__RECORDS SHOWN__.
/---

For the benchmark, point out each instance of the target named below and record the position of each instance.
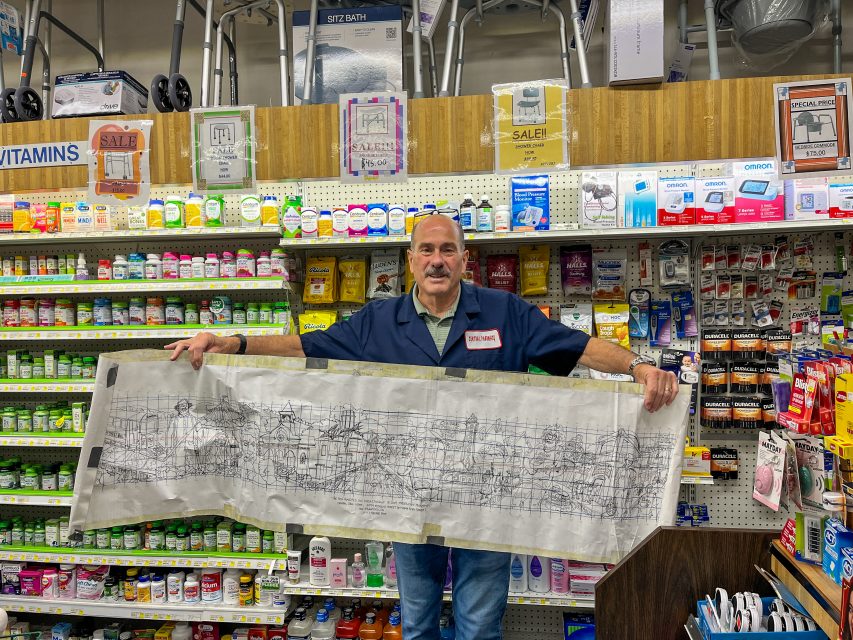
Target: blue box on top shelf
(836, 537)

\---
/---

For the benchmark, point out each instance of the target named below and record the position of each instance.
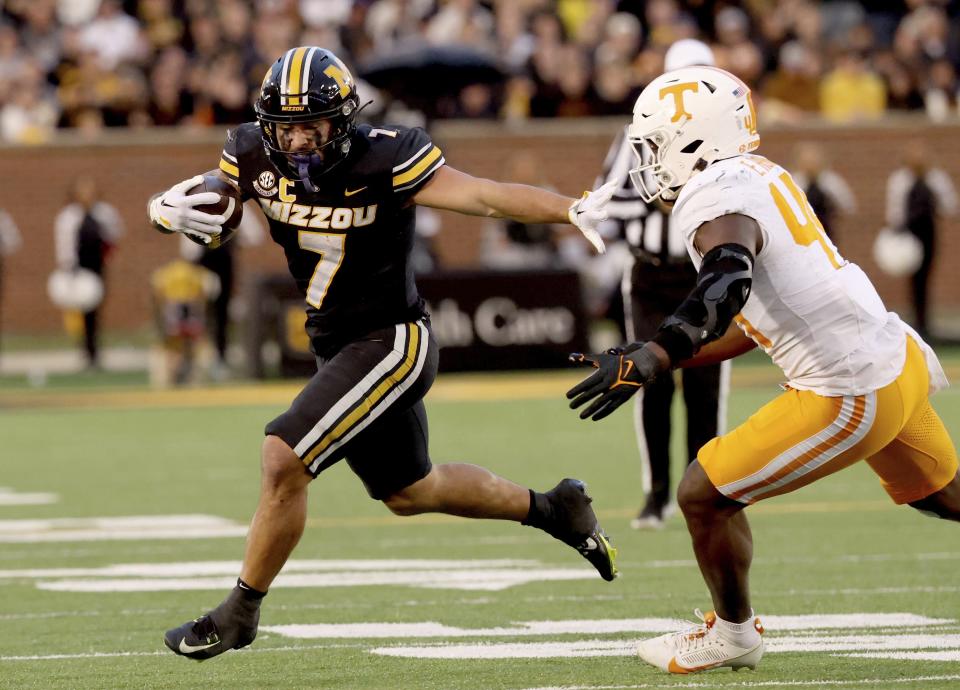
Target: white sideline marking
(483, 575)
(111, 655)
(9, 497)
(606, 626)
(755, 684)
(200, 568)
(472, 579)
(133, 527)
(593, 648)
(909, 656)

\---
/---

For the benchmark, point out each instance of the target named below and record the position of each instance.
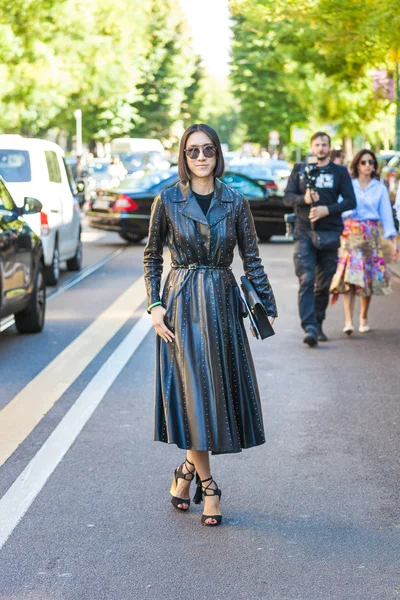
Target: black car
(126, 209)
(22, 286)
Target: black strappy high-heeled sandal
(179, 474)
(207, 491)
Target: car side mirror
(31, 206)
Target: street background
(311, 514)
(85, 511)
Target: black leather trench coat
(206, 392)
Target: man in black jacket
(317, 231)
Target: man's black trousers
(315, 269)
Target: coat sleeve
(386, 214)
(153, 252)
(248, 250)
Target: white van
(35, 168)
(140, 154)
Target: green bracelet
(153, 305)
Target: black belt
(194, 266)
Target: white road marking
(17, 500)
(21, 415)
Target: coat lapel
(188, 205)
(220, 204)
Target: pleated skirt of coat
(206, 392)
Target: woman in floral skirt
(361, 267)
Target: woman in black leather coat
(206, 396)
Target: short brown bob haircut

\---

__WRITTEN PROBLEM__. Show each line of the records that contains the word "black", copied whole. Case counts.

__TASK SOLUTION__.
Target: black car
Target: black strappy high-heeled sandal
Target: black leather trench coat
Target: man in black jacket
Target: man's black trousers
Target: black belt
Target: woman in black leather coat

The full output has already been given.